**Stated exercise:** Reproduce everything in the material from the line containing "the stone wall" down to its end, adding 121 to each x and y coordinate in the answers and leaving the requests unchanged.
#### Exercise materials
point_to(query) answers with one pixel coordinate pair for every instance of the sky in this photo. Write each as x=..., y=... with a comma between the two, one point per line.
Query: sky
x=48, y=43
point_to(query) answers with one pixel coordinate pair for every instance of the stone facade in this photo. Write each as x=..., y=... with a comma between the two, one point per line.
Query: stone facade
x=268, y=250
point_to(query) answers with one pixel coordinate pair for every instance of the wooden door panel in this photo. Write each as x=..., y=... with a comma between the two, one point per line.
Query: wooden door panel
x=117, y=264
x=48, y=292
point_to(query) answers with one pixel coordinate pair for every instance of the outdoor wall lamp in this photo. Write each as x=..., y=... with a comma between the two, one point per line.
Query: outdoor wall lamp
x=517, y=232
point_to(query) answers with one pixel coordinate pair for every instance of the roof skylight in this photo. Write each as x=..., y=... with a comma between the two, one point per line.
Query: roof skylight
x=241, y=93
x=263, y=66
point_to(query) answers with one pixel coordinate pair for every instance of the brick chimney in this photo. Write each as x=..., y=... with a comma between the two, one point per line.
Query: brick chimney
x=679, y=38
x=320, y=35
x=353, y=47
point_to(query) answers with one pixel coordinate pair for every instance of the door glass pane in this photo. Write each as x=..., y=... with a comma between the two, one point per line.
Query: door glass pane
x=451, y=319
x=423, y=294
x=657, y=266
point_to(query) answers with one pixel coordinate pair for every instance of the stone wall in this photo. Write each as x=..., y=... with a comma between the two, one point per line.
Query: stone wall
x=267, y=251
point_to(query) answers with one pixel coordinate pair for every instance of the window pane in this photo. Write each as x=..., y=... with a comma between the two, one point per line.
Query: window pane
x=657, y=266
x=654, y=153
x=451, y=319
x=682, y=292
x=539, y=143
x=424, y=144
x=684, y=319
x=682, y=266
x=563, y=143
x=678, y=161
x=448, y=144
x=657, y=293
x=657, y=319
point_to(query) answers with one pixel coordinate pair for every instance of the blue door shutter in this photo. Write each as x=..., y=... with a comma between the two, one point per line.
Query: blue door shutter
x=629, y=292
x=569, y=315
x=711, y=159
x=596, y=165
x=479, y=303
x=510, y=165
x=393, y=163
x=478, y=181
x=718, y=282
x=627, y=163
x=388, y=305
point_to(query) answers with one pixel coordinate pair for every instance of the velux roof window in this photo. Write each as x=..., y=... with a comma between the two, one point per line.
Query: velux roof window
########
**Output:**
point_to(query) answers with one pixel coordinate pair for every instance of the stone wall in this photo. Write each as x=..., y=... with a comma between the two, one point per line.
Query: stone wall
x=388, y=372
point_to(query) answers with one pixel coordinate pair for every instance of the window pane in this photo. Write each as x=..., y=... with a comma between the two, one point per line.
Query: window pane
x=778, y=387
x=775, y=274
x=572, y=440
x=803, y=413
x=660, y=264
x=545, y=265
x=805, y=440
x=803, y=387
x=684, y=264
x=799, y=282
x=569, y=265
x=778, y=414
x=778, y=440
point_to(query) answers with one pixel coordinate pair for every instance of the blue door shutter in this photo. Write each as x=..., y=... with a comma between the two, one point per line.
Query: blue door shutter
x=750, y=413
x=690, y=436
x=832, y=280
x=717, y=286
x=600, y=424
x=631, y=286
x=514, y=284
x=599, y=302
x=839, y=403
x=748, y=284
x=509, y=426
point_to(query) answers with one pixel coordinate pair for every instance of the velux roof window in this photo. Write each as x=..., y=... with a comma between the two, one point per line.
Query: velux roof window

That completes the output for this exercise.